* Отрывок текста *
▬▬▬
Проспер Оливье Лиссагарэ - История Парижской Коммуны 1871 года
Наконец, смрад бойни стал ощущаться самыми неистовыми палачами. На них действовала, если не жалость, то мор. Мириады мух роились вокруг разлагавшихся трупов. Улицы были завалены мертвыми птицами. «Авенир либерал», перепевая хвастовство прокламаций Мак‑Магона, поместила слова Флешье: — Он прячется, но слава его находит. — Скандальная известность выдавала Тюренна 1871 года вплоть до Сены (220). На ряде улиц трупы загромождали тротуары, глядя на прохожих своими невидящими глазами. В Сен‑Антуанском предместье они лежали повсюду грудами, наполовину белые от хлорки. В Политехническом училище трупы занимали площадь в 100х 3 кв. метров. В Пасси, не самом крупном районе казней, возле Трокадеро скопилось 1 100 трупов. Их присыпали тонким слоем земли, но все равно выступали их ужасные профили. «Кто не забудет, — писала «Темп», — даже если видел это всего один раз, площадь, нет, склеп башни Сен‑Жак? Из влажной земли, перевернутой лопатой, показывались головы, руки, ноги и руки. Виднелись профили трупов в мундирах Национальной гвардии, вдавленные в землю. Это было ужасно. Затхлый, зловонный смрад шел от сада, в некоторых местах он становился невыносимым». Дождь и жара ускорили гниение, вновь показались распухшие тела. Слава Макмагона проявлялась слишком хорошо. Газеты испугались. «Этим негодяям, — писала одна из них, — которые нанесли нам так много вреда при жизни, нельзя позволять делать это после смерти». А те, кто подстрекали к кровопролитию, завопили: — Хватит!
▬▬▬
* Исходные данные *
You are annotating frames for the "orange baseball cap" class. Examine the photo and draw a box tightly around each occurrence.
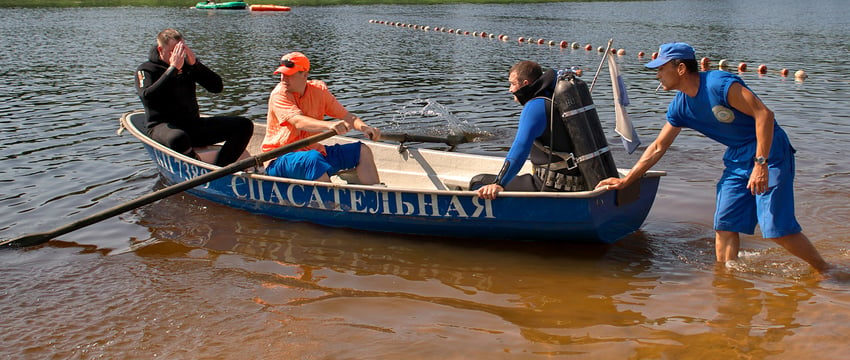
[274,52,310,76]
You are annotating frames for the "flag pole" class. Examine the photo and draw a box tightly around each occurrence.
[588,38,614,92]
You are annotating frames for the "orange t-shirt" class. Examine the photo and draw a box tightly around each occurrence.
[261,80,348,155]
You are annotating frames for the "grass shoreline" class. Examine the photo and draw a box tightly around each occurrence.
[0,0,610,8]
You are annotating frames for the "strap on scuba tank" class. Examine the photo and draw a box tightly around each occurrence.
[561,104,596,119]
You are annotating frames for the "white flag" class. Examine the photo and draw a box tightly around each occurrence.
[608,55,640,154]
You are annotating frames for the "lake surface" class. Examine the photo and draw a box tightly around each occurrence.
[0,0,850,359]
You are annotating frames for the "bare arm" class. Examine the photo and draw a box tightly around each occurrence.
[287,115,351,135]
[596,123,682,189]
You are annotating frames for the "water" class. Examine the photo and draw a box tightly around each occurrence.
[0,0,850,359]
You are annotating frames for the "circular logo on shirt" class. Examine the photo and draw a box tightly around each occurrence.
[711,105,735,124]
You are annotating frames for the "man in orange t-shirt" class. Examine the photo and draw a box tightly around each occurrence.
[262,52,381,185]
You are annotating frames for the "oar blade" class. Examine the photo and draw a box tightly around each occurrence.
[0,233,53,248]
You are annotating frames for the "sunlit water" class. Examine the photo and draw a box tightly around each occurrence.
[0,0,850,359]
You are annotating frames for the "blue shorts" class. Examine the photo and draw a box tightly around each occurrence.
[714,146,802,239]
[266,141,361,180]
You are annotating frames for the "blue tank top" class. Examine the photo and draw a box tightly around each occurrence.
▬▬▬
* Условие задания *
Пожалуйста, напишите продолжение отрывка об истории Парижской Коммуны 1871 года, начиная сразу после его последней фразы.

* Письменный ответ *
«Давайте больше не будем убивать, — писала «Парижская газета», — даже убийц, даже поджигателей. Давайте не будем больше убивать. Мы не просим милости, но передышки». «Хватит казней, крови и жертв», — писала 1‑го июня «Националь». А «Национальное мнение» писала в тот же день: «Обязательна серьезная проверка обвиняемых. Хочется видеть мертвыми только действительно виновных».
Экзекуции убавились, началась уборка трупов. Для этого использовались по всему городу всякого рода экипажи, фургоны, омнибусы. Со времени великих эпидемий Лондона и Марселя не видели таких повозок, груженных человеческой плотью. Эти эксгумации показали, что большое число людей было захоронено заживо. Не погибнув во время расстрела, заваленные грудой мертвецов в общей могиле, они грызли землю, извивались в страшных мучениях. Некоторые трупы извлекались частями. Их следовало было поместить в крытые фургоны, как можно скорее, и отвезти на кладбища с максимальной скоростью, где огромные могилы с известью поглощали эти гниющие массы.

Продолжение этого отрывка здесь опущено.